## TAREFAS A REALIZAR
(A) Segundo o texto sobre o Iraque e a Síria, em que mês e ano os EUA ocuparam o Iraque?
(B) Continue, por favor, o texto sobre o Iraque e a Síria a partir da última frase apresentada.

## TRECHO DO DOCUMENTO
****
Mas será essa a razão do aparecimento das forças do ISIL agora no Iraque ? A resposta é negativa. Quando os EUA ocuparam o Iraque em Março de 2003 com o pretexto da destruição das armas de destruição maciças (WMD) que nunca existiram, tinham apenas o objectivo controlar o espaço geopolítico do Iraque e Kwait assim como as suas fronteiras, de maneira que as reservas de petróleo controladas por Saddan não fossem transaccionadas por euros mas sim em dólares, dai a substituição imediata do dinar iraquiano na altura e o não bombardeamento do ministério do petróleo.

Mas na verdade as ambições dos americanos eram maiores, a administração Bush Jr. desenvolveu planos para o Médio Oriente e que consistiam em modificar as suas fronteiras em funções dos seus interesses imperiais, nomeadamente com pessoas como Leslie Gelt, na altura presidente do concelho das Relações Exteriores. O redesenho das fronteiras era extenso afectando vários países, alguns desses países eram precisamente o Iraque e a Síria, esses objectivos nunca foram afastados dos estrategas e interesses de Washington.

Para os EUA ter Bashar al-Assad, na Síria significa uma perda considerável de influência no Médio Oriente. Assad tem vários apoios e aliados na dita comunidade internacional como a Rússia, o Irão, a China e outros actores importantes como o Hezebolla - Partido de Deus libanês e em total actividade no terreno. Com os aliados dos EUA mais próximos a rejeitarem um intervenção na Síria, incluindo o Reino Unido que usou fazer um jogo de teatro no parlamento britânico em Westminster, com os parlamentares a votarem contra uma intervenção na Síria.
****
## MATERIAL EXTRAÍDO
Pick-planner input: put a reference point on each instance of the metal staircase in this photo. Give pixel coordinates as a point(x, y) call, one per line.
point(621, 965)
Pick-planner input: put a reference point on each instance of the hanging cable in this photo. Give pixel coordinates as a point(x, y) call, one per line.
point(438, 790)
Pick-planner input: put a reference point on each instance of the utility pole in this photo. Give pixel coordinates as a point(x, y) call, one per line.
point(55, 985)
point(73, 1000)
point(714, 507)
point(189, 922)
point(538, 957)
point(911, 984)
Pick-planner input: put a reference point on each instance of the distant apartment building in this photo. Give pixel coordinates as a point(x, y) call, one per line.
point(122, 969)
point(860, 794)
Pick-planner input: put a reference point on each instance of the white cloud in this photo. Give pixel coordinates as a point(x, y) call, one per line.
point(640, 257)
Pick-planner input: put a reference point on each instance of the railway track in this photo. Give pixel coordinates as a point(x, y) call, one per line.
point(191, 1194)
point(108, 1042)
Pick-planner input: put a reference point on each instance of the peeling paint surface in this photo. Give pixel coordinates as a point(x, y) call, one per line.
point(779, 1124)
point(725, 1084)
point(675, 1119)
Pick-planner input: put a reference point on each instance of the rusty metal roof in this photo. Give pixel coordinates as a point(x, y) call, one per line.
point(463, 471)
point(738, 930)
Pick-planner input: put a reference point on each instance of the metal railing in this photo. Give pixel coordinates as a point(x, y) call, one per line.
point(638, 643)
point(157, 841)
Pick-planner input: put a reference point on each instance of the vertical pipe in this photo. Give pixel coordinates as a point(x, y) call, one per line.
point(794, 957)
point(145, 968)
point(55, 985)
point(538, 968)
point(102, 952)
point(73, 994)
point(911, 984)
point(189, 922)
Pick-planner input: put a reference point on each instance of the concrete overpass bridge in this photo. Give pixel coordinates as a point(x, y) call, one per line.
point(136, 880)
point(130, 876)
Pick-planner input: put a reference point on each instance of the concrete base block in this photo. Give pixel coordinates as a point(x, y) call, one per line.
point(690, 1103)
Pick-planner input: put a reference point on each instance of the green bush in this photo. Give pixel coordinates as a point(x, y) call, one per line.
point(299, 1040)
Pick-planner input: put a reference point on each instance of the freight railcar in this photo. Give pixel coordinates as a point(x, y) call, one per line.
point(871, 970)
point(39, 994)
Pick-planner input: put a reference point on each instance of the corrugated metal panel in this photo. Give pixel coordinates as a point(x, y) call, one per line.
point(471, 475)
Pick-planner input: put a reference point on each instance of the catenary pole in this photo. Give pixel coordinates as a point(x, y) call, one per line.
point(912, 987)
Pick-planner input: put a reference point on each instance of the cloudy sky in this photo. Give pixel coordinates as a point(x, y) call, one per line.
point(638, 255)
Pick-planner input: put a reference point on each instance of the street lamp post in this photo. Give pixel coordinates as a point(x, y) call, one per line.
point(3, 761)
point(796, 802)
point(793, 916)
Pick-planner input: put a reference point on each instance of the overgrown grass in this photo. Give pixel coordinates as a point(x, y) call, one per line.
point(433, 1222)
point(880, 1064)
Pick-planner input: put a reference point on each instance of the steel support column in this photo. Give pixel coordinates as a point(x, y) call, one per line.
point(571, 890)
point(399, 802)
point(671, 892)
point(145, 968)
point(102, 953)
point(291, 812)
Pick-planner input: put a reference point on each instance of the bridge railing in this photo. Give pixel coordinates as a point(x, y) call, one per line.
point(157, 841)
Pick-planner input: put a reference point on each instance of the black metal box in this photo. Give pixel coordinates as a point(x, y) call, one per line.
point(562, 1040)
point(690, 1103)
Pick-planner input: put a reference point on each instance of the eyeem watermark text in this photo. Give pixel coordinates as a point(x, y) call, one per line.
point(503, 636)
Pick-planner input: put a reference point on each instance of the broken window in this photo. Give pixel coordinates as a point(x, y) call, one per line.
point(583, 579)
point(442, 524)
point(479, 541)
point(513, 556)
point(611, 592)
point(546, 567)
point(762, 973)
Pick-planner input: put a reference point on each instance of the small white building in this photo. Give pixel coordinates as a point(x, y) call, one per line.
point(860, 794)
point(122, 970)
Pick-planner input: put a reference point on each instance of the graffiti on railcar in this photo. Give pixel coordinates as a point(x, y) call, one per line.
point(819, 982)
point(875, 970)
****
## RESPOSTAS DADAS
(A) Em março de 2003.

(B)
Mas intervir na Síria não implicava apenas enfrentar as forças de Bashar al-Assad e o Hezebolla, significava enfrentar potencias como a Rússia ou o Irão e controlar os grupos terroristas filiados na al-Qaeda como a al-Nusra Front ou o ISIL entre outros. Assim os EUA tiveram de aceitar não intervir na Síria em negociações patrocinadas pela Rússia.

Mas o problema dos guerrilheiros extremistas na Síria permanecia em operações no terreno como a al-Qaeda ou a al-Nusra Front apoiadas pelos EUA, Reino Unido, França, Israel, Turquia e as monarquias árabes como a Arábia Saudita. O acordo com a Rússia em que a cedência era apenas a saída das armas químicas de Assad da Síria sabia a pouco, afinal a Síria é um grande país que encontrou várias reservas de gás natural no seu território e as poderá exportar para a Europa e Ásia.

Com o evoluir da situação os EUA abdicaram de hostilizar o Irão mantendo no entanto as sanções de vários tipos como por exemplo tentando manter o Irão fora do sistema financeiro internacional. Deus-se desta forma uma alteração substancial dos equilíbrios geopolíticos na região como a Arábia Saudita sunita e whabbita, apoiadas por outras monarquias do mesmo género a fazerem frente ao Irão xiita e mais moderado, assim a Arábia Saudita fez contratos de aquisição de armamentos com os EUA e outros países e apoiou massivamente os terroristas a desenvolverem a jihad na Síria.

Estes grupos filiados na al-Qaeda estavam relativamente unidos constituindo o FSA (Free Syra Army)[Exercito livre da Síria] combatendo as forças da Assad. Com a liberdade para o Irão se juntar à Rússia, China, Índia e outros países, a campainha tocou imediatamente em Riade, e a resposta foi este país apoiar as forças do ISIL de forma a enfraquecerem a aliança do Irão com a Síria e a influência do Irão no antigo inimigo, o Iraque.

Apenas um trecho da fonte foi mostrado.